Exercise directions:
Answer these questions from the commit message below:
1. Which table records applied migrations as a set?
2. What causes scanEmbeddedMigrations to hard-fail?
3. What checksum do rows backfilled from the legacy tracker carry?

Commit Graph

2 Commits

Author SHA1 Message Date
mAi
7a359989a9 feat(db): t-paliad-218 — gap-tolerant migration runner with applied-set tracker
Replaces the golang-migrate single-counter tracker with a hand-rolled
runner over embed.FS that tracks applied state as a set in
paliad.applied_migrations (version PK, name, applied_at, checksum).

Closes the parallel-merge skip-hole the 2026-05-20 mig-103 incident
exposed (m/paliad#44): a migration whose version is missing from
applied_migrations runs on the next deploy regardless of which higher
versions are already applied. Gaps are first-class.

Slice 1 of the design at docs/design-migration-runner-applied-set-2026-05-20.md.
All eight design decisions m-picked = inventor recommendation.

Runner contract:
- Ensure paliad schema → pg_advisory_lock(hash('paliad.applied_migrations'))
  → CREATE TABLE IF NOT EXISTS applied_migrations.
- bootstrapFromLegacyTracker: if applied_migrations is empty and the legacy
  paliad.paliad_schema_migrations row is present and clean, INSERT rows
  1..N for every on-disk version with checksum=NULL via ON CONFLICT DO
  NOTHING. Hard-fail if legacy tracker is dirty (operator must recover).
- scanEmbeddedMigrations: hard-fail on two .up.sql files sharing a version
  prefix — the failure mode the post-mortem exposed.
- checkNameAgreement: hard-fail on rename-after-apply mismatch (disk name
  for an already-applied version != DB name).
- applyOne: SQL body + INSERT(version, name, now(), sha256(file_bytes))
  in one transaction. All-or-nothing per migration.

Checksums populated on apply for future drift detection; rows backfilled
from the legacy tracker carry NULL (we can't fabricate a hash for what
golang-migrate applied historically). Verify-on-deploy intentionally
deferred to a focused follow-up — single if-block flip when m wants it.

Dataset extract:
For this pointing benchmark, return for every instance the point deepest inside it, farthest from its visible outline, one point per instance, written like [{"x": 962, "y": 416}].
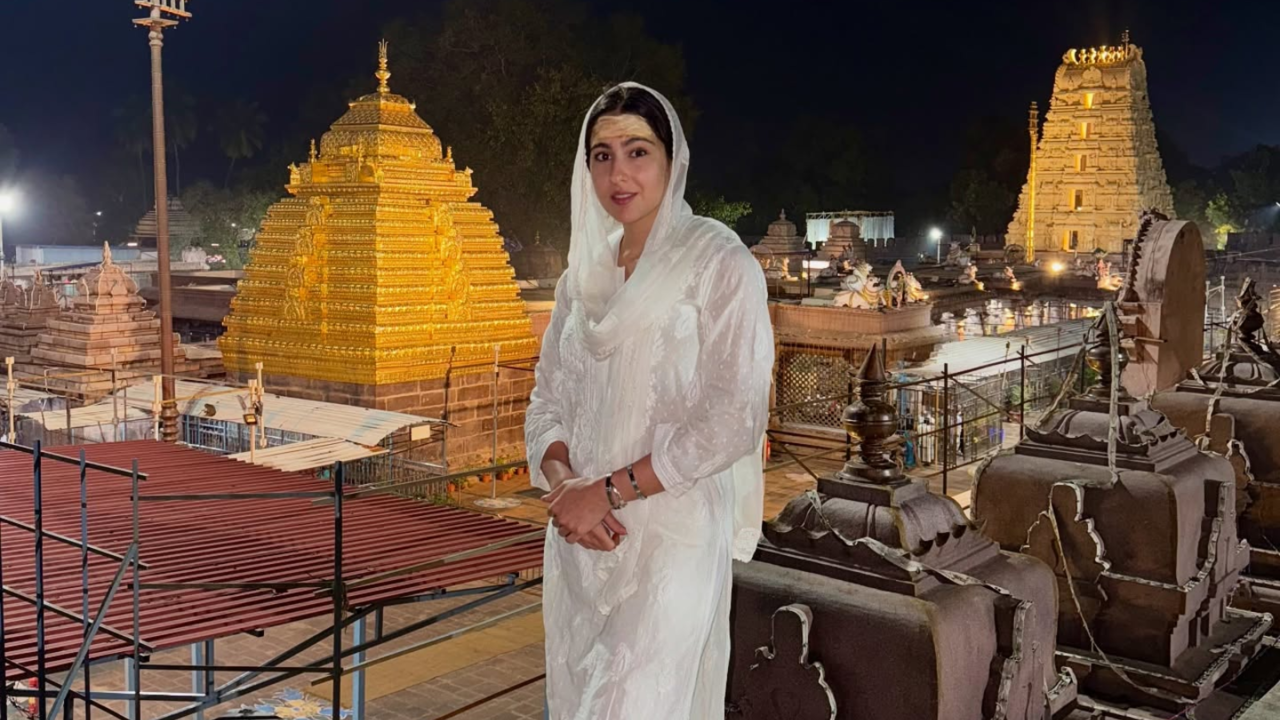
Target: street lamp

Reply to the exercise:
1. paliad.applied_migrations, with the columns version (PK), name, applied_at and checksum.
2. Two .up.sql files that share a version prefix.
3. NULL.